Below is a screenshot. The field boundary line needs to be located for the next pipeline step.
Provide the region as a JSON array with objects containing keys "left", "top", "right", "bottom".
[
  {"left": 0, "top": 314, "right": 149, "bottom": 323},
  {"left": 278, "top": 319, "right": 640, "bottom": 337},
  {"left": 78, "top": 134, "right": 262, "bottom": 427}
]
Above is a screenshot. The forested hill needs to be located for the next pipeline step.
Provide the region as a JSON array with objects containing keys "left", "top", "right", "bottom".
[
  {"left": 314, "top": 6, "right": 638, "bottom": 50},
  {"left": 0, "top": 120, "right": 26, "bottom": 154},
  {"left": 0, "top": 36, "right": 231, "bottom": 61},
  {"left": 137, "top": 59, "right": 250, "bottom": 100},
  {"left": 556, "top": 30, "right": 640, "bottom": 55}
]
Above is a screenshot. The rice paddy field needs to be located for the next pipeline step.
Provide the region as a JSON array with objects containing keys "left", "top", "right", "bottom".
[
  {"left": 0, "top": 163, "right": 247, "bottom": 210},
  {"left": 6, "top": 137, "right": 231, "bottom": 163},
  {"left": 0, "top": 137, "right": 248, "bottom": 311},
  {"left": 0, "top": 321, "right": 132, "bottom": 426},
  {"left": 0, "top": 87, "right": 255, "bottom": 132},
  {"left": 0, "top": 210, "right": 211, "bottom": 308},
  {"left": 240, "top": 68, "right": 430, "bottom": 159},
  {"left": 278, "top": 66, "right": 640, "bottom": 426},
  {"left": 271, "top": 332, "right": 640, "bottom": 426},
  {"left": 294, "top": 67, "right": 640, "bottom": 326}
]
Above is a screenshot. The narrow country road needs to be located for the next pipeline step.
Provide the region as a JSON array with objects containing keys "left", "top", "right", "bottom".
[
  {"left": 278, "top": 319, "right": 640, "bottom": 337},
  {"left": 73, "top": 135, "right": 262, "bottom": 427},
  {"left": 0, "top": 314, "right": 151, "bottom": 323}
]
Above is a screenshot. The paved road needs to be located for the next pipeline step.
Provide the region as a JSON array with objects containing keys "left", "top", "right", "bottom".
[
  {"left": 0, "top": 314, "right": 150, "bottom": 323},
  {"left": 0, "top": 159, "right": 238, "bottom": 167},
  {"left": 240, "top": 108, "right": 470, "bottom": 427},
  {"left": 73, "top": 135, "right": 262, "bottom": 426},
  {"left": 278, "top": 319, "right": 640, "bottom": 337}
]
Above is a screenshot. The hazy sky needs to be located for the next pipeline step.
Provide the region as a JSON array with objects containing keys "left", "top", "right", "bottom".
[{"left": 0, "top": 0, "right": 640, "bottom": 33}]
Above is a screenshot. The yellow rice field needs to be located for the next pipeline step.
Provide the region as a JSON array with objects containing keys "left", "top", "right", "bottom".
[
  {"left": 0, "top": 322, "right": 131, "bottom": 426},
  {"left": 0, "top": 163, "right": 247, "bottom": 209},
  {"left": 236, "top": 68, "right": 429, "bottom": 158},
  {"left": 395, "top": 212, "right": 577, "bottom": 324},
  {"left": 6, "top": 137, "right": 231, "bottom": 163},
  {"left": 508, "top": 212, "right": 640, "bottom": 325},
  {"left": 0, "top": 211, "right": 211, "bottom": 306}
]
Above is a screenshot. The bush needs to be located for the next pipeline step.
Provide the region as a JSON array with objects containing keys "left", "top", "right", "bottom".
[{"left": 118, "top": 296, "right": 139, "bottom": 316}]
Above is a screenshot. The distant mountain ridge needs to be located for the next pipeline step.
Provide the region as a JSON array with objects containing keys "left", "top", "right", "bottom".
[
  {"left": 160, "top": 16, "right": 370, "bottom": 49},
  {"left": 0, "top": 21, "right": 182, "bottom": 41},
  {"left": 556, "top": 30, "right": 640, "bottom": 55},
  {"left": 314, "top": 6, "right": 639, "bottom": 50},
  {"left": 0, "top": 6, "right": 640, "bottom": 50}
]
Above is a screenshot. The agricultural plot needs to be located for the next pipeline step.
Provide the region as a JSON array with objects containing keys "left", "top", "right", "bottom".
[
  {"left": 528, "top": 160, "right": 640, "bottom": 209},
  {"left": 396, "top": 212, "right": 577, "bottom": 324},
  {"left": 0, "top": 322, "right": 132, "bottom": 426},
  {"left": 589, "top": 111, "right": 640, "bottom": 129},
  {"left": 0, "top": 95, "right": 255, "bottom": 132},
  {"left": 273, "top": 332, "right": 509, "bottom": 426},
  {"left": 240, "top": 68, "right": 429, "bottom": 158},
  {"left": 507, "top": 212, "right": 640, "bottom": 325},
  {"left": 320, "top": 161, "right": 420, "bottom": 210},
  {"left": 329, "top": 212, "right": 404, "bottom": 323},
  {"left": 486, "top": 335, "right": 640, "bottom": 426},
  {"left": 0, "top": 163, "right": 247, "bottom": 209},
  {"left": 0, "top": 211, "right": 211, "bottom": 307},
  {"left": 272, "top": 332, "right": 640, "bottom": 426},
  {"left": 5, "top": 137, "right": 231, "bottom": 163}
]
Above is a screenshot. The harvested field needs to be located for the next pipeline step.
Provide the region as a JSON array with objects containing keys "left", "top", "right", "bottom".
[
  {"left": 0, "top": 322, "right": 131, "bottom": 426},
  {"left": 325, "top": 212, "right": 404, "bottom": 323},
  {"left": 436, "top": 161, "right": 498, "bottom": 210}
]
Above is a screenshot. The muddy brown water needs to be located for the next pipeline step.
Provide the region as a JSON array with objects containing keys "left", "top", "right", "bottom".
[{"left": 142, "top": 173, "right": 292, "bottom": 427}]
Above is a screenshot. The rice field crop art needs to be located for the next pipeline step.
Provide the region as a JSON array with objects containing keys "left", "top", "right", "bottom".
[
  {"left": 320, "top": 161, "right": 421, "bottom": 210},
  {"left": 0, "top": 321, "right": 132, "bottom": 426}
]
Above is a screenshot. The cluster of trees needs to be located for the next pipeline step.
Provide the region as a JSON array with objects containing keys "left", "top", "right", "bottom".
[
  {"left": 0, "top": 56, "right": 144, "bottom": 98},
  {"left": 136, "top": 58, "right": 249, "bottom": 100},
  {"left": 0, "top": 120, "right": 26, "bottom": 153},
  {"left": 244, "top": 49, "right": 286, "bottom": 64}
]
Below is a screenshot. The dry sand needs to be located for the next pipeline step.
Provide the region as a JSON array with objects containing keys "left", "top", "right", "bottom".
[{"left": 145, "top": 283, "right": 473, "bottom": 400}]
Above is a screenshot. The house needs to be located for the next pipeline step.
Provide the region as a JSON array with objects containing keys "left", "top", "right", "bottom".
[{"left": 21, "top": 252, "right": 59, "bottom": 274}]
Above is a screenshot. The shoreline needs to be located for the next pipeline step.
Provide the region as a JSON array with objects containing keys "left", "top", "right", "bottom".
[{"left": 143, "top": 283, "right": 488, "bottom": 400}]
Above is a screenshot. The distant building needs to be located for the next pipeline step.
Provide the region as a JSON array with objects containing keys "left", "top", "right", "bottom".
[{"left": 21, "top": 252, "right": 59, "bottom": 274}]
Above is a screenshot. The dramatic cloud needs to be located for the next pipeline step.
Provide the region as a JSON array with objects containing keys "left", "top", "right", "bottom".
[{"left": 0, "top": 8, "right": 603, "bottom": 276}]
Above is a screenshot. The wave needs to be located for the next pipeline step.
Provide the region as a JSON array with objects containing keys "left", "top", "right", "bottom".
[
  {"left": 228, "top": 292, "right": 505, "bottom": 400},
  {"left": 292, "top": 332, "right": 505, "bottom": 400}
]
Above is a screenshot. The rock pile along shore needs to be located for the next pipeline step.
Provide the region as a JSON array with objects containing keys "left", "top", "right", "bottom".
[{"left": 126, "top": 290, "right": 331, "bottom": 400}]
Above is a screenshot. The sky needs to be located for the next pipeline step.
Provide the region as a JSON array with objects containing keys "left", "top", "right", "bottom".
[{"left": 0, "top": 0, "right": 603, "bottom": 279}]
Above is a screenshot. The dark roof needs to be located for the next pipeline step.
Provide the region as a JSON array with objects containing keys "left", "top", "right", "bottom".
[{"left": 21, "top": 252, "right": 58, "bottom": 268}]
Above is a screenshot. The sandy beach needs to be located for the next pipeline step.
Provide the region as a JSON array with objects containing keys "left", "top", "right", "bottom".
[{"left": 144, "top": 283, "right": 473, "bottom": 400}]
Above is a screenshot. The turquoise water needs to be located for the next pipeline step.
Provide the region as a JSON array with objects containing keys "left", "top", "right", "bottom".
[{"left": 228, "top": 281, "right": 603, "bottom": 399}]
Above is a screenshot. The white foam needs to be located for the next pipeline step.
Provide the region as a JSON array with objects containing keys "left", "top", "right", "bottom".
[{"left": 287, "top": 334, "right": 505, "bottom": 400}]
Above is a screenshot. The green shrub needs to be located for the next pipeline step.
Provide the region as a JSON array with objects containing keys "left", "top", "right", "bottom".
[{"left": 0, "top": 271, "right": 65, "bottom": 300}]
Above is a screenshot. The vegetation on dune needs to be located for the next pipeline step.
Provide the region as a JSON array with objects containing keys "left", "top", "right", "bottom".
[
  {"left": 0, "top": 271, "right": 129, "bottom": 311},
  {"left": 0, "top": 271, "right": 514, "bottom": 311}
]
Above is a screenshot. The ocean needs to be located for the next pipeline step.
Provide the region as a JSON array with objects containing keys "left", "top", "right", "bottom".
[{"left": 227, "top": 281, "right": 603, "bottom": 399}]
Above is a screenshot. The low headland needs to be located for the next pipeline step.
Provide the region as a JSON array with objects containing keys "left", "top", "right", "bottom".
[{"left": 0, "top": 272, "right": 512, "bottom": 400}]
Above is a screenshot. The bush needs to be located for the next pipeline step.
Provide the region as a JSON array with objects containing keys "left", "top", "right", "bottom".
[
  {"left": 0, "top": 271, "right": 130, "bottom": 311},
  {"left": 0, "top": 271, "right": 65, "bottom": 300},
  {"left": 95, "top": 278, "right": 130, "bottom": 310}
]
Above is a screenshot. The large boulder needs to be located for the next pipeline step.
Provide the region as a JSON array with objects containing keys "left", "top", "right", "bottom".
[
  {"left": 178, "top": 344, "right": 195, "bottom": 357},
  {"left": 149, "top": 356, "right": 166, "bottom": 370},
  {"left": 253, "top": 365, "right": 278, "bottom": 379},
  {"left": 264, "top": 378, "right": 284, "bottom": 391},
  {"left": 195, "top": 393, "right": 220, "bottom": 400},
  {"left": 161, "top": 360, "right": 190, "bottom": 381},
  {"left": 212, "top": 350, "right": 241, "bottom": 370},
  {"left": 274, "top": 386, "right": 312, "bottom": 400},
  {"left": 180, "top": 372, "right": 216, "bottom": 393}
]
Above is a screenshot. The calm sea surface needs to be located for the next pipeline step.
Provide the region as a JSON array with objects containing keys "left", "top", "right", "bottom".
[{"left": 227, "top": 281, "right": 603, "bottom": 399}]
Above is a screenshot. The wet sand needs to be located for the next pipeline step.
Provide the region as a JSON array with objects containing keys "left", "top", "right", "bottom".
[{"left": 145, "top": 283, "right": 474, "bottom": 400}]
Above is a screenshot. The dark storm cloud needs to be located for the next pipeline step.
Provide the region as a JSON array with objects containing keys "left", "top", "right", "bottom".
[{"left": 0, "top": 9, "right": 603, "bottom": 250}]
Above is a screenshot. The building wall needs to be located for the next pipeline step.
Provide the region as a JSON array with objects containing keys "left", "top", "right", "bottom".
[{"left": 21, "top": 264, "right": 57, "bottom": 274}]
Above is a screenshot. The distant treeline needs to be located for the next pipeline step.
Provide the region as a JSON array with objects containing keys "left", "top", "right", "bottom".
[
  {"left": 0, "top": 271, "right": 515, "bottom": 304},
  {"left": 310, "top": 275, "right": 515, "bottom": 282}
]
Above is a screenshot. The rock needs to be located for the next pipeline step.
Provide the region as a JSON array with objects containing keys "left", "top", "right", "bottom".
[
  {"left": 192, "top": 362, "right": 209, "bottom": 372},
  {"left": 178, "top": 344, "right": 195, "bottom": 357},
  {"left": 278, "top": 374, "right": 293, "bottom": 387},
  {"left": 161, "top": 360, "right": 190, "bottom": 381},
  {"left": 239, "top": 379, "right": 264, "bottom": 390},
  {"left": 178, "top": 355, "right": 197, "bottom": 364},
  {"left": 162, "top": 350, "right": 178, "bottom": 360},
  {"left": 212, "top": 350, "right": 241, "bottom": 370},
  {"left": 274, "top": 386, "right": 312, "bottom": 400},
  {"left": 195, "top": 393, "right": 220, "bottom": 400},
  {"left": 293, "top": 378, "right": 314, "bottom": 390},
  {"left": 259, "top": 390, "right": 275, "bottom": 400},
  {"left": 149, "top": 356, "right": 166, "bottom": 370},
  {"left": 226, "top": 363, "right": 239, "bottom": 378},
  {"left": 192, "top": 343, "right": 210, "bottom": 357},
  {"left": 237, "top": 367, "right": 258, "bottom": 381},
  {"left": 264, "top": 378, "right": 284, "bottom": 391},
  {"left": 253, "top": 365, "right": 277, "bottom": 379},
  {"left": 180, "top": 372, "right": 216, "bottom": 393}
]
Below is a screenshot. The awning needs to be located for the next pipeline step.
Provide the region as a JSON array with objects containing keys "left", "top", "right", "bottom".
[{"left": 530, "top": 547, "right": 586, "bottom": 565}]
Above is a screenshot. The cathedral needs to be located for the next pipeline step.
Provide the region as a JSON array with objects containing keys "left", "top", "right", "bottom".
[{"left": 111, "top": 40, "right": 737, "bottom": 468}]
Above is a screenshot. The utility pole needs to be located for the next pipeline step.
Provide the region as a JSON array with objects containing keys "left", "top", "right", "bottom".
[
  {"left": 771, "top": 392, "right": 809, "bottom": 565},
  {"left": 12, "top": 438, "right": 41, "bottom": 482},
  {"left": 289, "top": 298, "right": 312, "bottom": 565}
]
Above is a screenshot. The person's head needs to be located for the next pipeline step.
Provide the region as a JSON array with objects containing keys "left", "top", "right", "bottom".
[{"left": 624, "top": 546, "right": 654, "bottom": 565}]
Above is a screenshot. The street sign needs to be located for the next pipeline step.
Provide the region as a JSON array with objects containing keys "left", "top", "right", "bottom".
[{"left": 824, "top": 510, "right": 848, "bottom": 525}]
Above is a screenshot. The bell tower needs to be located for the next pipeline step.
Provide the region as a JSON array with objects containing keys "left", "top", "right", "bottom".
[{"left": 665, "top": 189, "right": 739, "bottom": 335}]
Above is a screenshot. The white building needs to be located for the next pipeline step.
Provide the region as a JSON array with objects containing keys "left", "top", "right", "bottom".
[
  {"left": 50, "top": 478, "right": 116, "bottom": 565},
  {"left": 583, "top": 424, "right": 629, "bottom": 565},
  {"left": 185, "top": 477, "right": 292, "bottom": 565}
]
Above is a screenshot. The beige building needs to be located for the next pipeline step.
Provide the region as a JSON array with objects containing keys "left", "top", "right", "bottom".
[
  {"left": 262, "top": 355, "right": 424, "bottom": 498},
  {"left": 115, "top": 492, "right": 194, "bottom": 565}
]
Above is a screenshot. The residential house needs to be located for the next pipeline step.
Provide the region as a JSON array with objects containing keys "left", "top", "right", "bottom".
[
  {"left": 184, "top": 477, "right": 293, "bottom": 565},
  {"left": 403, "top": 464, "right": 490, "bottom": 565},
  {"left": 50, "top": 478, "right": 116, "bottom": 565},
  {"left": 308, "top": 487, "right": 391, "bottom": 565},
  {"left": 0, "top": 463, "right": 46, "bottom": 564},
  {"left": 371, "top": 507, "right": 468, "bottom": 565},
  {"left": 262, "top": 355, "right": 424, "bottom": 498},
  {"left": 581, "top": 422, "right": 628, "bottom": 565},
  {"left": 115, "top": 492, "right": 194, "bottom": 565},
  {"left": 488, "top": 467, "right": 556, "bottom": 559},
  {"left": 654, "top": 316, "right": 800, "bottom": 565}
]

------------

- Short exercise -
Tally the lines in the rows above that contain the string "dark", counting only case-exact matches, and give the number alone.

- Exercise response -
2